## Passage shown
========

Foreign animal disease (FAD): A range of biological threats to livestock, poultry, and wildlife that are not normally found in Canada. Examples include foot-and-mouth disease and Schmallenberg virus.
Hazard and control points: Terms borrowed from Hazard Analysis Critical Control Point (HACCP) programs to denote points of risk, and the manner of addressing them.
Herd of origin: The herd within which the animal was born and raised.
Isolation: The action of restricting an animal to a location that is physically separate from other livestock. The purpose of isolating an animal is usually to prevent it from transmitting a disease to another animal, either because it is known to be diseased or because its disease status is currently unknown. The location is known as an isolation facility.
Known health status: The current state of health of the animal or the herd, including its condition and any disease(s) that the animal(s) may have or carry. Disease history, herd health management practices, vaccination program details, and housing and movement data contribute important information for determining health status and should be made available prior to purchase.
Modes of transmission: The physical or theoretical lines along which disease pathogens or materials potentially containing them are seen or are believed to move.
Other livestock: Animals other than dairy cattle.
Pastures: Fenced areas used for livestock grazing at any time of year. Can include multi-use fields (e.g. graze after haying or aftermath feeding).
Pathogen (also, "pathogenic"): A bacterium, virus, or other micro-organism that can cause disease.
Personnel: All full-time and part-time staff, plus any family members who work in the operation.
Pests: All non-livestock and non-domestic animals, birds, and insects that may pose a health risk, either disease or predatory, to the herd; domestic scavengers such as guardian animals and farm pets that have free access to the herd and most areas on the farm. For the purpose of this guide, pests refer to vermin and wildlife. Examples include rodents such as rats and mice, porcupines, raccoons, opossum, and skunks.
Practice: General procedure that is followed by the producer, and not necessarily documented or detailed to the extent of a protocol.
Premises: A singular term that refers to a contiguous property, including buildings and other additions, used in the National Standard to describe a dairy farm.
Primary location: The main or "home" farm where the home and/or business centre of the dairy operation is located.

========

[Data entries]
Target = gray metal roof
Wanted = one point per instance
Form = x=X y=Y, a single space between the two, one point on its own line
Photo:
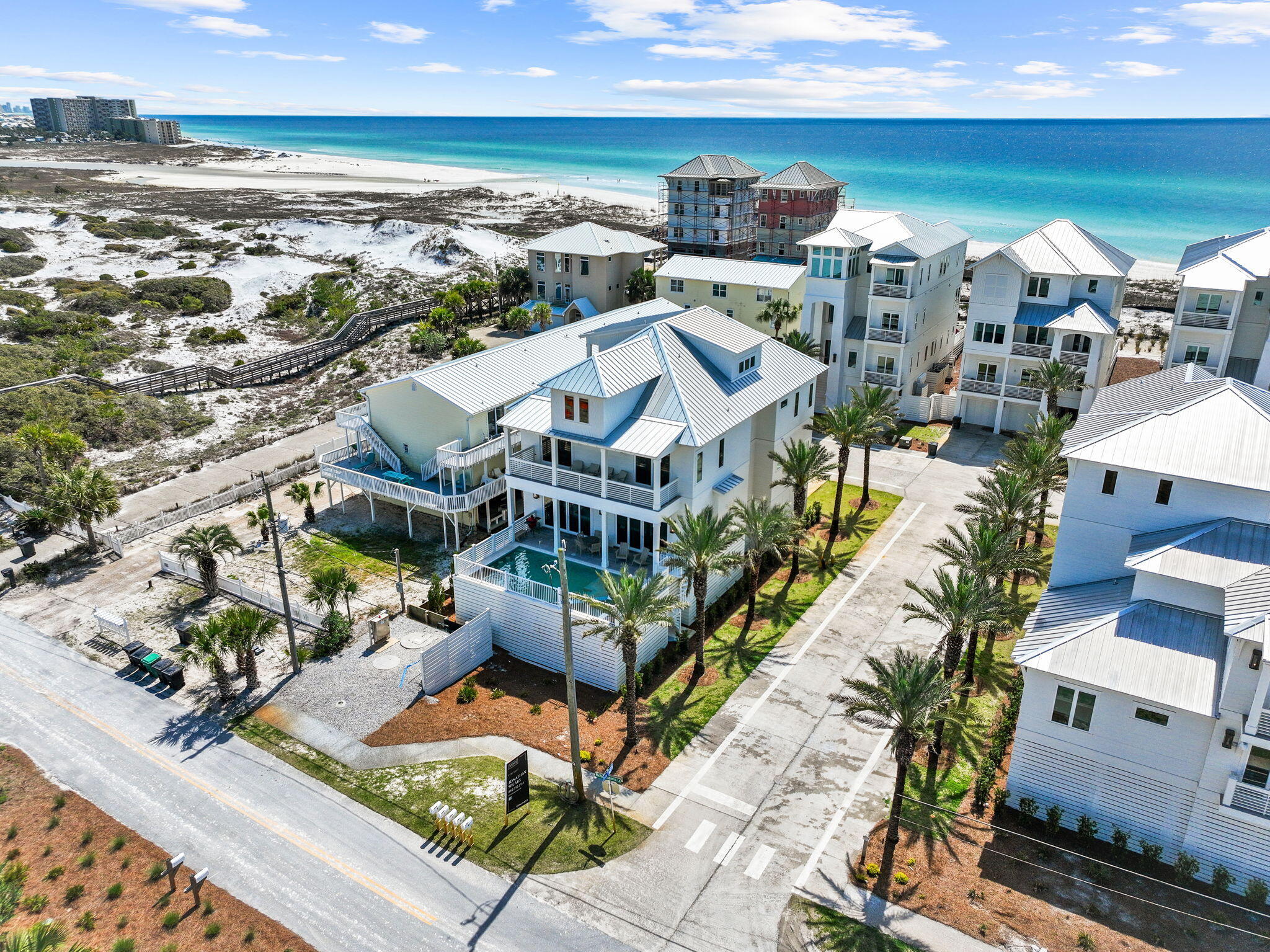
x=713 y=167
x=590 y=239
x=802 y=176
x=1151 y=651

========

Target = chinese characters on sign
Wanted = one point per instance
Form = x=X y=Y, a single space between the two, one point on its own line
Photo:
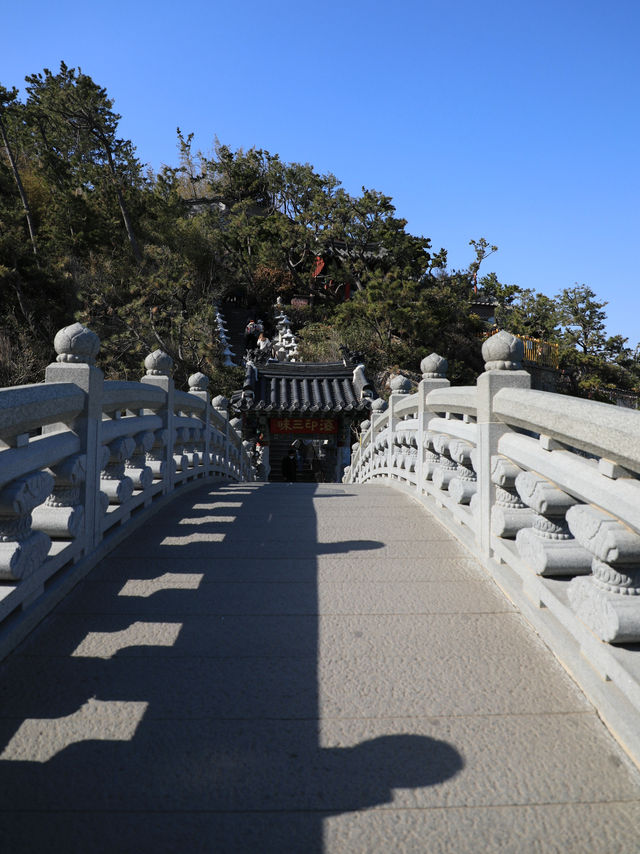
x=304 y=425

========

## Problem statement
Extend the glossary of dairy farm terms with further entries in the same format, beginning after the definition of "Primary location".

## Expected output
Producer: One who owns or operates a farm, raising dairy cattle for producing milk and milk products.
Protocol: Defined and documented procedure designed to meet an objective.
Reportable disease: Any disease outlined in the Health of Animals Act and Reportable Diseases Regulations that, if an animal is contaminated with or suspected to be contaminated with, requires immediate notification to a CFIA district veterinarian. Specific control or eradication measures exist due to the potential significant impact on animal and/or human health and the Canadian economy. Examples include bovine spongiform encephalopathy, brucellosis and bovine tuberculosis.
Restricted access zone: An area inside the controlled access zone where animals are housed and where access by people or equipment is further limited.
Sanitation: An overarching set of practices that reduce the presence of organic material and debris as well as the presence, survivability, and infectivity of disease agents.
Segregation: The act of physically separating animals, equipment, or vehicles to prevent contact and cross-contamination.
Transition zone: A designated location for the application of biosecurity procedures to people and equipment before entering a biosecurity zone (CAZ and/or RAZ).
Visitors: Any non-farm personnel that come to the premises, including in general use, service providers, unless specified otherwise. Examples include salespeople, delivery people, veterinarians, livestock haulers, artificial insemination or embryo technicians, and feed industry personnel.
Zoonosis/zoonotic disease: A disease that can be transmitted to humans from animals or to animals from humans. Examples include cryptosporidiosis and salmonellosis.